## SOAL TERTULIS 1
Menurut teks, sudah berapa lama tokoh "aku" meninggalkan sekolah?

## TEKS
No Choice No Way Out

Sazkia Noor Anggraini 10 Desember 2011

 

Setelah glundang lalu glundung kemudian aku memutuskan untuk berpindah ke sudut pelabuhan yang lain. Pindah dari koloni semut merah di atas papan tempatku tidur lalu baca lalu tidur lagi. Di bawah pohon kelapa kerdil yang membuatku terus-terusan mengantuk karena oksigen yang disuplainya ke otakku. Hari ini, tiga minggu lebih aku meninggalkan sekolah. Meninggalkan 48 binaran mata di Kalama Kola. Temanku di pelabuhan ini cuma kepiting dan buih ombak yang tidak juga mengantarku sampai ke pulau. Makan siang hari ini kutanggalkan demi suara motor tempel 40 PK di atas perahu. Dinginnya AC kost kami kutinggalkan demi menjumpai lagi humbia, bete, kore, dan kuah asam di kampung itu.

But you did not have choice. You have to wait. Mengutip SMSku ke seorang teman, “Yur, we have been that far! Lo harus jadi orang hebat, gue juga dengan jalan yang kita pilih. We experience this ‘limited’ situation, close to death, istilah gue!”. SMS itu kutulis lagi lebih untuk penghibur hati. Yeah di awal saat memutuskan jadi Pengajar Muda, semuanya masih begitu abstrak, filosofis dan melankoli. Begitu banyak pilihan, begitu terbuka kesempatan, begitu banyak kemauan, but we have been that far! Setelah sampai ke bibir pelabuhan di sisi yang lain, ternyata kita tidak punya banyak pilihan bahkan kesempatan dan ego akan kemauan pun harus ditangguhkan.

Stince yang dudah tinggal kelas tetapi tidak bisa menambahkan dua huruf untuk jadi suku kata, Nansi yang dari telinganya keluar air, dan Jita yang suka mencuri bukanlah sebuah melankoli. Bukan abstrak lagi, tapi kenyataan yang pahit tapi harus dihadapi.

## BAHAN TUGAS
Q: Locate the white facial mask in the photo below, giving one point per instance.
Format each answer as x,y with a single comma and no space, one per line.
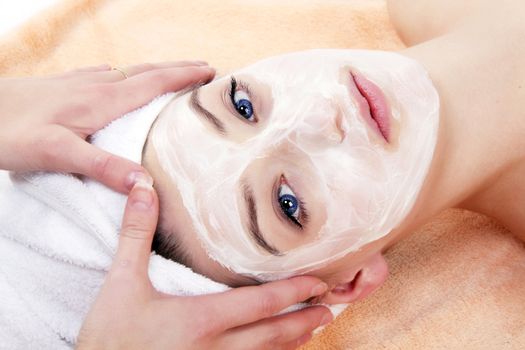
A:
367,186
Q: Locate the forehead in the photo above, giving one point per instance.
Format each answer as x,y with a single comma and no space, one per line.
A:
305,63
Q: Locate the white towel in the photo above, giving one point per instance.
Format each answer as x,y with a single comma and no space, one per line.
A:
58,234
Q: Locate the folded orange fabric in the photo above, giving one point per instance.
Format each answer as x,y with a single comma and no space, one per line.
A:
458,283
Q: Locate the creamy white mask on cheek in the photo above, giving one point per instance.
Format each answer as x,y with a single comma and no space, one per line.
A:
367,186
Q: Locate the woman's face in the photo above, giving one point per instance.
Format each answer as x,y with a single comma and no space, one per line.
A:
292,163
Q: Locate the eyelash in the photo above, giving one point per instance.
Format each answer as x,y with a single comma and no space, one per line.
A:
303,216
243,87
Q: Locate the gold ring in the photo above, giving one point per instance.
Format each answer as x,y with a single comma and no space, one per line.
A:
121,71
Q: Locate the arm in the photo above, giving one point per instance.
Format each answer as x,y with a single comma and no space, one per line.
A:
418,21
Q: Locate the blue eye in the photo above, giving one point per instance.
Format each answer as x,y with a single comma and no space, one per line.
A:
243,105
241,101
289,203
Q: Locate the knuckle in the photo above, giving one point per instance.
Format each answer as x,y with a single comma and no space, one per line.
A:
268,303
274,336
74,109
101,94
144,67
102,164
50,146
134,228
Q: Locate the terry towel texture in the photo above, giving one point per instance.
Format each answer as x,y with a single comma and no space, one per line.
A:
57,239
457,284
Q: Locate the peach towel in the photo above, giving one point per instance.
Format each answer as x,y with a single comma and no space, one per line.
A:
459,283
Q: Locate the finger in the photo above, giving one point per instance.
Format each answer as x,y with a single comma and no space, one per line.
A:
260,302
278,332
117,74
99,68
138,228
59,149
77,71
117,99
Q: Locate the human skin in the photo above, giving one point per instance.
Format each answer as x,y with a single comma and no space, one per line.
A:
46,120
478,163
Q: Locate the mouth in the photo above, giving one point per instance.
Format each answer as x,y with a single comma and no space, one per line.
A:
372,104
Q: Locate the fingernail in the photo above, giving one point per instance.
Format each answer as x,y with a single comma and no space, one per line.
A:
319,289
136,177
200,63
304,339
142,197
327,318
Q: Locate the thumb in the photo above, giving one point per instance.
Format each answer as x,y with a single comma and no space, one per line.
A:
138,228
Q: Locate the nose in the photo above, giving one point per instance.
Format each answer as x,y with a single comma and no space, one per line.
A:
323,126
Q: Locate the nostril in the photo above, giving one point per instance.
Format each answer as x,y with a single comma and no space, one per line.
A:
340,126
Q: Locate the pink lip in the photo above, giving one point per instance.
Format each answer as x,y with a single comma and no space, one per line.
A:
372,104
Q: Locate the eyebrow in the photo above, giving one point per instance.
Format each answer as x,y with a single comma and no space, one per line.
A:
196,105
254,224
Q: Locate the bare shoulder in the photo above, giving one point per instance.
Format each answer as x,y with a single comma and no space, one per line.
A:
418,21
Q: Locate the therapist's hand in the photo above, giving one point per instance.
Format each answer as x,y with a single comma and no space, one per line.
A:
44,122
130,314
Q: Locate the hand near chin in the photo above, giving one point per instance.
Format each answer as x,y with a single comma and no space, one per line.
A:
130,314
45,121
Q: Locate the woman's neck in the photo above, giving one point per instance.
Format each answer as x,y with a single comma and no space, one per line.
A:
480,156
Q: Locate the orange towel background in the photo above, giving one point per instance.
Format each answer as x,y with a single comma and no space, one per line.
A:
458,283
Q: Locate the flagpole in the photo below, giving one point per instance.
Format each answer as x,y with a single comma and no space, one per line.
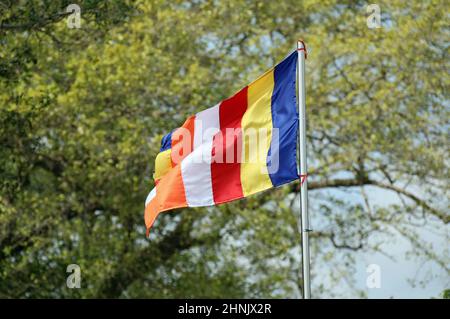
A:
301,49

## SOAL TERTULIS 2
Pada baris-baris data, tukarlah "towel" dengan "cloth", mulai dari baris yang memuat "Q: Locate the hand" sampai baris terakhir data. Tulis ulang baris-baris itu saja tanpa gambar, dengan semua bagian lain tetap sama.

## HASIL LATIHAN 1
Lebih dari tiga minggu.

## HASIL LATIHAN 2
Q: Locate the hand near chin in the photo above, giving one point per instance.
Format each answer as x,y with a single comma and no space, one per line.
A:
130,314
45,121
Q: Locate the woman's neck in the photo above, giving one point per instance.
Format each answer as x,y with a single comma and no space, one per line.
A:
480,156
Q: Locate the orange cloth background in the photo above, giving one point per instance.
Format each answer as x,y with a single comma and no space, one per line.
A:
458,283
Q: Locate the flagpole in the photo below, giving one point per instance.
Format each answer as x,y with a single comma and no space, one per line.
A:
301,49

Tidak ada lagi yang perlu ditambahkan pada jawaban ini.